• **What this task involves**: Output every line of the data below verbatim, omitting the pictures.

• **Collection entries**:
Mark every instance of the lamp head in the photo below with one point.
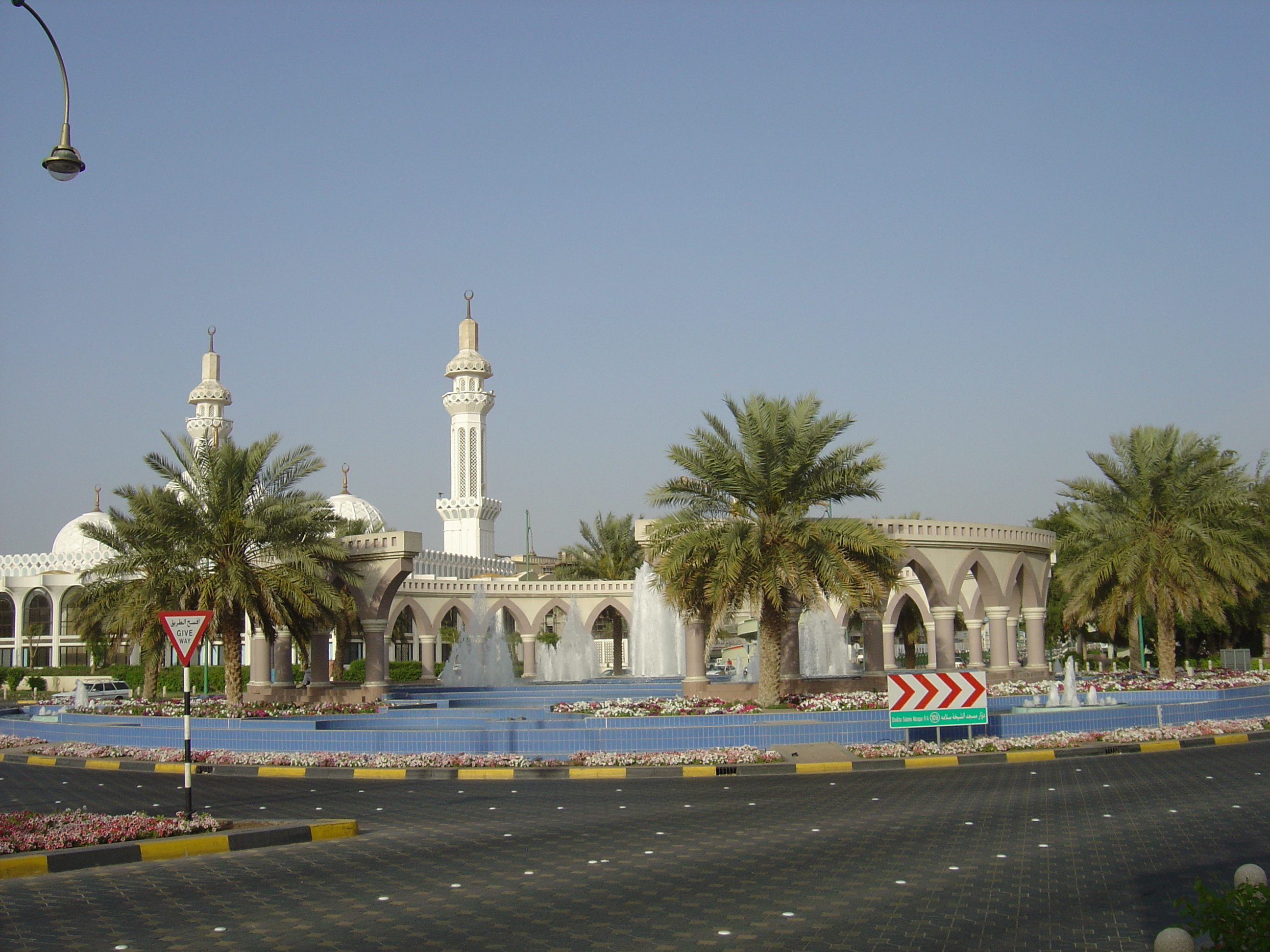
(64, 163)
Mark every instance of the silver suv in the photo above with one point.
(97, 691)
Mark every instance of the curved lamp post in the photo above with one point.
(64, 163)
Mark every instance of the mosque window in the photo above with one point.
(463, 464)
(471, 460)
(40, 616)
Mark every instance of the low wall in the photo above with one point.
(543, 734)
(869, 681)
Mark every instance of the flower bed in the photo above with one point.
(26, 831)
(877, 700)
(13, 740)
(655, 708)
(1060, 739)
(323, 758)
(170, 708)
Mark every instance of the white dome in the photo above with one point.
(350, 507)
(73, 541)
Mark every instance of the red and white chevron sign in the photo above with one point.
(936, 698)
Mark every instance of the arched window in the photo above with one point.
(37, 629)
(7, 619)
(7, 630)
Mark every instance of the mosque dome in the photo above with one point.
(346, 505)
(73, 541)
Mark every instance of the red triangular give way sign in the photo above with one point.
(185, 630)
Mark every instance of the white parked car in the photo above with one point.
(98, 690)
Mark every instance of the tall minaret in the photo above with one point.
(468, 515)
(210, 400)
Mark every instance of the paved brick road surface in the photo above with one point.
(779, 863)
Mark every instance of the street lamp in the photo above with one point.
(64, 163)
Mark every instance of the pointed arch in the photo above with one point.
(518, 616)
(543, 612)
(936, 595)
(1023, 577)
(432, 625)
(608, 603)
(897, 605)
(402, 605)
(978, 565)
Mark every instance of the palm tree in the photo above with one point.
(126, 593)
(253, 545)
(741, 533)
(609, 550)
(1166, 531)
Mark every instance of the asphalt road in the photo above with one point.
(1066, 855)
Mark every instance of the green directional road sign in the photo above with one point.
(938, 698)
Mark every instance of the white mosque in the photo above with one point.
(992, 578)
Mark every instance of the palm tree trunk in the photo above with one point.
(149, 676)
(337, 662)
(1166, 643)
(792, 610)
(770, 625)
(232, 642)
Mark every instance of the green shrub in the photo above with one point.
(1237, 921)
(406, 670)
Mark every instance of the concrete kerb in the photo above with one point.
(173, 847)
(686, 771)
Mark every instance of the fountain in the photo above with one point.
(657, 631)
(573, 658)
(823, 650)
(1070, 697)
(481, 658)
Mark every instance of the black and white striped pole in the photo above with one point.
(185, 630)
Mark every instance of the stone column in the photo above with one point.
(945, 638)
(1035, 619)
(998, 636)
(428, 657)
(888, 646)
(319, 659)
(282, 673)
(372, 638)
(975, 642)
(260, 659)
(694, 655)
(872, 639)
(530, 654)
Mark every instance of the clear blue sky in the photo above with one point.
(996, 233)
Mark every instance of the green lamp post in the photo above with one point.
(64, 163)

• **Reply to the exercise**:
Mark every instance of the lamp head in the photo below with one point.
(64, 163)
Mark every instance of the silver suv in the photo above with one point.
(97, 691)
Mark every instance of the curved lamp post in the photo above with one point.
(64, 163)
Mark every instance of the mosque window in the photo above with one point.
(463, 464)
(471, 460)
(40, 616)
Mark every instance of the low wall in the photo above with one point.
(543, 734)
(869, 681)
Mark every instance of the flower bed in the photo above with one point.
(26, 831)
(877, 700)
(13, 740)
(655, 708)
(1060, 739)
(323, 758)
(170, 708)
Mark every instance of the white dome in the photo above with one point.
(350, 507)
(73, 541)
Mark every instance of the red and white chevron sign in the photo above with one point.
(936, 698)
Mark every instance of the arched window in the photo above with one point.
(37, 629)
(7, 619)
(7, 630)
Mark every instance of the mosque dome in the photo above with one point.
(346, 505)
(73, 541)
Mark every instance of the red triangular give way sign in the photo above with one point.
(185, 630)
Mark every instance of the white parked car in the photo above with one point.
(98, 690)
Mark every instance of the tall minaret in the photo above with one point.
(468, 515)
(210, 400)
Mark every instance of the paved brick road surface in the photo above with one point.
(779, 863)
Mark every instance of the street lamp in the photo above with one point.
(64, 163)
Mark every instance of the pointed arch in the photo above with one point.
(518, 616)
(543, 612)
(936, 595)
(1023, 577)
(432, 625)
(608, 603)
(897, 605)
(402, 605)
(978, 565)
Mark every instance of the palm tree in the photo above with one point.
(126, 593)
(253, 545)
(741, 533)
(609, 550)
(1166, 531)
Mark every instance of the asphalt road in the photo above with one point.
(1066, 855)
Mark every instance of the green directional road sign in the photo above with one point.
(938, 698)
Mark every instance of the white mosque in the photo above with one point.
(992, 578)
Mark every instance of the palm tree trunk in the photo above with one point.
(149, 676)
(337, 662)
(1166, 643)
(792, 610)
(770, 625)
(232, 642)
Mark every instance of the green shrub in the photo above with one point.
(1237, 921)
(406, 670)
Mark every instance of the concrete kerb in the photo above with one point.
(173, 847)
(686, 771)
Mark every instance of the fountain in the photo above with one point.
(657, 631)
(573, 658)
(823, 650)
(1070, 697)
(481, 658)
Mark every instance of the black and white striped pole in the photo above with one point.
(185, 630)
Mark every instance of the stone column in the photo above with one point.
(945, 638)
(1035, 619)
(998, 636)
(428, 657)
(888, 646)
(319, 659)
(282, 673)
(372, 638)
(975, 642)
(260, 659)
(694, 655)
(872, 639)
(530, 654)
Mark every instance of the clear blue sky in the photo above with one point.
(996, 233)
Mark every instance of the green lamp post in the photo above with one point.
(64, 163)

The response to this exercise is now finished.